Rewrite the data below as a two-column CSV headed instruction and output, with one row for each block. Put its text under instruction and its answer under output, wrapping every field in double quotes and turning line breaks into spaces.
***** DATASET ROWS
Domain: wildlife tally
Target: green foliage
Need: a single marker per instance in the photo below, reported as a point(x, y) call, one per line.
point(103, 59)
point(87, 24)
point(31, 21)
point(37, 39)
**********
→ **ANSWER TO THE PROBLEM**
instruction,output
"Domain: wildlife tally Target: green foliage Need: a single marker per instance in the photo below, reported as a point(x, y) call, one per line.","point(103, 59) point(87, 24) point(31, 21) point(37, 39)"